• [Do this]
Resume the Constitutional Court excerpt on the double mandate and the dismissal of a county chief, continuing it after its final sentence.

• [Document section]
4. P. Žukauskas, a representative of the Seimas, the party
concerned, explained that the elections to the municipal
councils of the 2003-2007 term of office had taken place before
the adoption of the Constitutional Court ruling of 24 December
2002 in which it was held that that the Constitution
consolidates the principle of prohibition of a double mandate.
In the opinion of P. Žukauskas, if one starts to apply this
principle to the persons who have been elected without applying
this principle, one would distort the will of the voters for
municipal councils and violate their legitimate expectations.
According to the representative of the Seimas, by the provision
of the Law, which is disputed by the petitioner, the legislator
attempted to protect legitimate expectations.
5. R. Budbergytė, the representative of the Government,
the party concerned, explained that, in her opinion, the
Government can decide the question of dismissal of the chief of
a county from office by adopting a so-called protocol decision
(i.e. a decision, which is formalised by entering it into the
minutes of the Government sitting). According to the
representative of the Government, G. Paviržis was dismissed
form the office of the Chief of the Vilnius County by the
"protocol decision" of 9 April 2003.

• [Data lines]
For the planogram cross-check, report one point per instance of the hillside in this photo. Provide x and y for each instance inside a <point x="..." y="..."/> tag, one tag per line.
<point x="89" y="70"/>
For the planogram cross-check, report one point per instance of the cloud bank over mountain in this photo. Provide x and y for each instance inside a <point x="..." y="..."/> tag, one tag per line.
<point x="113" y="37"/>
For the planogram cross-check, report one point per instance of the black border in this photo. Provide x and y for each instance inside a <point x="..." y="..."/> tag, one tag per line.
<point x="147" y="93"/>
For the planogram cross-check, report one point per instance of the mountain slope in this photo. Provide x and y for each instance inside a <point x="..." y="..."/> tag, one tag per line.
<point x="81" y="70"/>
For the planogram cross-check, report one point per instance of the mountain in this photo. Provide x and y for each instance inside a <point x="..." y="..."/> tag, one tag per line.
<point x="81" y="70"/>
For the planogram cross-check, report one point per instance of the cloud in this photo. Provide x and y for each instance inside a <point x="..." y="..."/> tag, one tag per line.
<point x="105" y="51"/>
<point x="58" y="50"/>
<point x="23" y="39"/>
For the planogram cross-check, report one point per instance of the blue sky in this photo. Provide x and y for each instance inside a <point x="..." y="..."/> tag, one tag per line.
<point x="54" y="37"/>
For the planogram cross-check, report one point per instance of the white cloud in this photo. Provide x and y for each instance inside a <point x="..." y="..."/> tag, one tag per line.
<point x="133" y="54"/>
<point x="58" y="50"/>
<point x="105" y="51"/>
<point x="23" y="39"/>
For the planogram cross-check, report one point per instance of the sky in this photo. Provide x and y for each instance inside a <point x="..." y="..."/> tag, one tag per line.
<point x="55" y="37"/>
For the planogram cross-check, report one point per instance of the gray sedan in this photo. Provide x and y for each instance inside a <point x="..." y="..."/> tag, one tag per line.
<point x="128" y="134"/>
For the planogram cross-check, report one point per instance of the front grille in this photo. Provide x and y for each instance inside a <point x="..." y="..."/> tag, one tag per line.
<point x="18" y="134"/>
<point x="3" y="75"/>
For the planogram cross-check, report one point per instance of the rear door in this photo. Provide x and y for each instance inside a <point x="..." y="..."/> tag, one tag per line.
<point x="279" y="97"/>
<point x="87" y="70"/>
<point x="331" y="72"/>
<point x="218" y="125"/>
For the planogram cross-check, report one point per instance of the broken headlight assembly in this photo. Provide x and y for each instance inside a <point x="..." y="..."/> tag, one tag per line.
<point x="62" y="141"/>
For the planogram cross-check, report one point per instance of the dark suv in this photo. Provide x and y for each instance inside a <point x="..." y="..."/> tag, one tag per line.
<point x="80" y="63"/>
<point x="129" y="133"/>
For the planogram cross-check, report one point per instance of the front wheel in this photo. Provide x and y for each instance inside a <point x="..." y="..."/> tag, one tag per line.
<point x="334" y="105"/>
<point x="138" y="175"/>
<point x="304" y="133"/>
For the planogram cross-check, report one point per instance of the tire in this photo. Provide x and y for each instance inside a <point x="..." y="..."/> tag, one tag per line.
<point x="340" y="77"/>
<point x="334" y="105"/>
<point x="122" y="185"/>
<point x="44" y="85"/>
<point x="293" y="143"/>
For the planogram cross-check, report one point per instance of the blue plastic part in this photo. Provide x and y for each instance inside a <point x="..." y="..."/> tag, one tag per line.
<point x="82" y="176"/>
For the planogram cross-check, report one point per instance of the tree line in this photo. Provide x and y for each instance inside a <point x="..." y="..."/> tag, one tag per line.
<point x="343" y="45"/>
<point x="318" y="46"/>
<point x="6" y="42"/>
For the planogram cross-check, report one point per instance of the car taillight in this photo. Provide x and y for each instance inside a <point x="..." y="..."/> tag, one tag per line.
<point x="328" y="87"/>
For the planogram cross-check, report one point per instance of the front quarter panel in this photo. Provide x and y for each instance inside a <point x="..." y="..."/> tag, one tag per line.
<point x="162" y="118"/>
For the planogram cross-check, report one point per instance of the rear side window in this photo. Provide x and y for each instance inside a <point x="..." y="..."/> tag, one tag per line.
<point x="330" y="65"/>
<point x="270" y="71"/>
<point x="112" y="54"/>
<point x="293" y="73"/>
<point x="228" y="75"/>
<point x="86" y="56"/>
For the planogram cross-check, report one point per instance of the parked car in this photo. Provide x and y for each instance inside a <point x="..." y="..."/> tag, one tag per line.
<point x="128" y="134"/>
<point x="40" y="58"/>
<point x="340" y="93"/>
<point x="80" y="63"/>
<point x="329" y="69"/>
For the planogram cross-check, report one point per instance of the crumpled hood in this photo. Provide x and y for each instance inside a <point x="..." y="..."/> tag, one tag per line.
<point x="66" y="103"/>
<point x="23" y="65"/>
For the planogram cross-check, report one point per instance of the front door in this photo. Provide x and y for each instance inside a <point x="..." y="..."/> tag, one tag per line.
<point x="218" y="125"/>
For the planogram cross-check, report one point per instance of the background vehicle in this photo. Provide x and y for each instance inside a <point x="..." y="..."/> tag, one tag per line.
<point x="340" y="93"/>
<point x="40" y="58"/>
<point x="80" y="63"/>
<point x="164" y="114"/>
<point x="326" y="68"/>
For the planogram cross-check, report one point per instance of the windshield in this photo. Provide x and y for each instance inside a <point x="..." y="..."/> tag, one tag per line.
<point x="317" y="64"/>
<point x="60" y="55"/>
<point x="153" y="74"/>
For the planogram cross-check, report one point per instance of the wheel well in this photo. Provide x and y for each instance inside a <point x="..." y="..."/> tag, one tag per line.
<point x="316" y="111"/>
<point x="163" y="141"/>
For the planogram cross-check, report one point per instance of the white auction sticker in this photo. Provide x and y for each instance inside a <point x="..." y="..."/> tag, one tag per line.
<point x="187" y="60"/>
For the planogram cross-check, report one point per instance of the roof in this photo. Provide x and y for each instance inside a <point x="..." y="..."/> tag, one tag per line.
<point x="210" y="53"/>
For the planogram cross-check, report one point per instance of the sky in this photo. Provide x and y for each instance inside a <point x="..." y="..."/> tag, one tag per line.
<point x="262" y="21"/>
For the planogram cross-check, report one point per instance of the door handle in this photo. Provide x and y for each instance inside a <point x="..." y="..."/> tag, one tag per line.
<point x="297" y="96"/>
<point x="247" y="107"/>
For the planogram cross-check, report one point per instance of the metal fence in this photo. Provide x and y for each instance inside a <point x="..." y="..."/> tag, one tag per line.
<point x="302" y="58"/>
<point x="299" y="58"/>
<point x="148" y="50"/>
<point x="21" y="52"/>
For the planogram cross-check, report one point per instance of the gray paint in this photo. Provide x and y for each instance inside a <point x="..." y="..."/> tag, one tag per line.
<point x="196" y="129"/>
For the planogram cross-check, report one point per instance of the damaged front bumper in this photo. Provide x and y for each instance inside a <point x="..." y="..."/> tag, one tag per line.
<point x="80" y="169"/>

• [Written response]
The Constitutional Court
holds that:
I
On the compliance of Paragraph 2 of Article 4 of the Law
on the Supplement and Amendment of Articles 86 and 87 of the
Law on the Elections to Municipal Councils and Its Supplement
with Article 881 with Paragraphs 1 and 2 of Article 5,
Paragraph 4 of Article 59 and Paragraphs 1 and 2 of Article 60
of the Constitution.
1. On 28 January 2003, the Seimas adopted the Republic of
Lithuania Law on the Supplement and Amendment of Articles 86
and 87 of the Law on the Elections to Municipal Councils and
Its Supplement with Article 881, which provides:
"Article 1. Supplement of Article 86 with Item 9
To supplement Article 86 with Item 9:
"9) if a council member takes the office or does not
refuse the office incompatible with the office of a municipal
council member."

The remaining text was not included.